**Required work:**
Rewrite the lines from the one containing "Find the sunglasses;" through the end of the records, swapping "sunglasses" for "reading glasses" and keeping everything else the same.

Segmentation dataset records
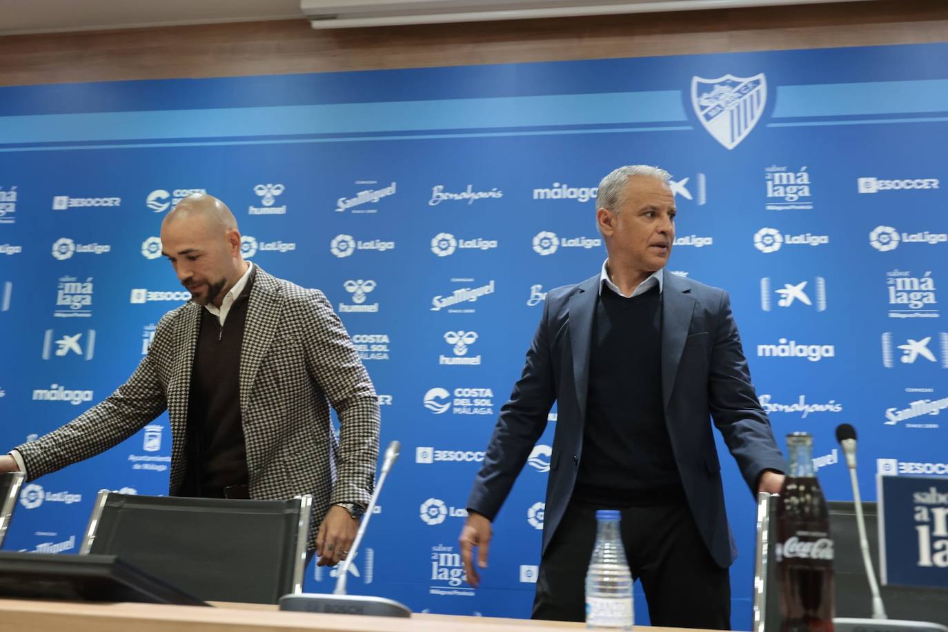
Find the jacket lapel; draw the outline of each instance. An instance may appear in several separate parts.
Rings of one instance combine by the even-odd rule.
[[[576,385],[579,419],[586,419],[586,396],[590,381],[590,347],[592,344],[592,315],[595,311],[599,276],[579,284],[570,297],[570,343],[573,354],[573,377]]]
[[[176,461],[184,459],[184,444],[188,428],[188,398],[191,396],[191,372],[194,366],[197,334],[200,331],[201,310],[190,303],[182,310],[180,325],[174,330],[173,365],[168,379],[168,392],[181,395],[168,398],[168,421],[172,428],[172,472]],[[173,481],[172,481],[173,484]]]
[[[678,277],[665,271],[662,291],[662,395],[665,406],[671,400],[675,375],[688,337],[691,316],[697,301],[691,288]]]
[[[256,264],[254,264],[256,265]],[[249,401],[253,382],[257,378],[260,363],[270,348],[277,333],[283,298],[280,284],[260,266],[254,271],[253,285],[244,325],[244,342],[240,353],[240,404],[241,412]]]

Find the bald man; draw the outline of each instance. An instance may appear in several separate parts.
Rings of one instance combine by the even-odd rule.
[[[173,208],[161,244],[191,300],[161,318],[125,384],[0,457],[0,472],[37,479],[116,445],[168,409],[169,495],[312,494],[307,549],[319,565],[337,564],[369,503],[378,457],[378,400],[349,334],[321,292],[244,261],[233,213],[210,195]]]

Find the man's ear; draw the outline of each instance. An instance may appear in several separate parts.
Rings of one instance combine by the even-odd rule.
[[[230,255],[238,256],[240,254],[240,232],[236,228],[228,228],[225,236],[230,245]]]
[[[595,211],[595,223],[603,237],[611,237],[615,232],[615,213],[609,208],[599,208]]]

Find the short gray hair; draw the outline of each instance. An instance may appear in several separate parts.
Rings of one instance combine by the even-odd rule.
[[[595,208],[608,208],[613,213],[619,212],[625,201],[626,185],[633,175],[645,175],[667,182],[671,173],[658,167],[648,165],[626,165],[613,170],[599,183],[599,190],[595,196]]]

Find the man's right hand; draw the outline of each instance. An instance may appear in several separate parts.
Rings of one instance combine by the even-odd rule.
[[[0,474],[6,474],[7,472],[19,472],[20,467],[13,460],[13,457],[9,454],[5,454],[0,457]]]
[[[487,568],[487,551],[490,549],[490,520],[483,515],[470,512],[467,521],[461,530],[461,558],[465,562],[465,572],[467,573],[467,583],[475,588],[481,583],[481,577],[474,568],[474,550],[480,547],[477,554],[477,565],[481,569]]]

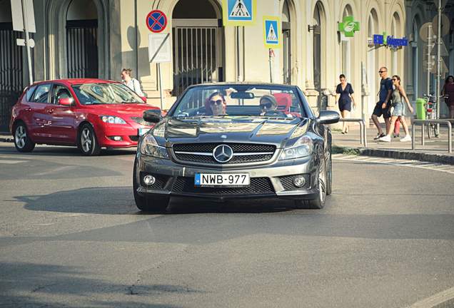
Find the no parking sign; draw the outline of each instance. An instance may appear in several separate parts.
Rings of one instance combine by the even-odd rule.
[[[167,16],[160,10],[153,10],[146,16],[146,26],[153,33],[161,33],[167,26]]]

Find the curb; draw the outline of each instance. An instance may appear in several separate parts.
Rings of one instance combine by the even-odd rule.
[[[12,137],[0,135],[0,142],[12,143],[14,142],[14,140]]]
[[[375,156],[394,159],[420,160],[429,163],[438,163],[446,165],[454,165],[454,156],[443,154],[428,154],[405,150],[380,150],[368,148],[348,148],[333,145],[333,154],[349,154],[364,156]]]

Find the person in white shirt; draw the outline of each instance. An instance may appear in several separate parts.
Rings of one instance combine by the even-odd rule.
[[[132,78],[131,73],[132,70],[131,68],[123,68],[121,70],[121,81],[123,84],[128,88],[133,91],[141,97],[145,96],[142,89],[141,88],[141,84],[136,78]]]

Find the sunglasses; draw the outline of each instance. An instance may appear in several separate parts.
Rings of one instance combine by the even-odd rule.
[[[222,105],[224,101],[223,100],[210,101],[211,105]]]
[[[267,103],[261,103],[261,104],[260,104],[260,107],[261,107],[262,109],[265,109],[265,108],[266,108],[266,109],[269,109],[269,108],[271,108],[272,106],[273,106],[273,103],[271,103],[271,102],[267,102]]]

**Written answer:**
Find the reading glasses; draw the outline of each instance. An instance may appear in several separate parts.
Rings of one instance combine by the even-odd rule.
[[[222,105],[224,101],[223,100],[210,101],[211,105]]]
[[[267,103],[261,103],[261,104],[260,104],[260,107],[261,107],[262,109],[265,109],[265,108],[266,108],[266,109],[269,109],[269,108],[271,108],[272,106],[273,106],[273,103],[271,103],[271,102],[267,102]]]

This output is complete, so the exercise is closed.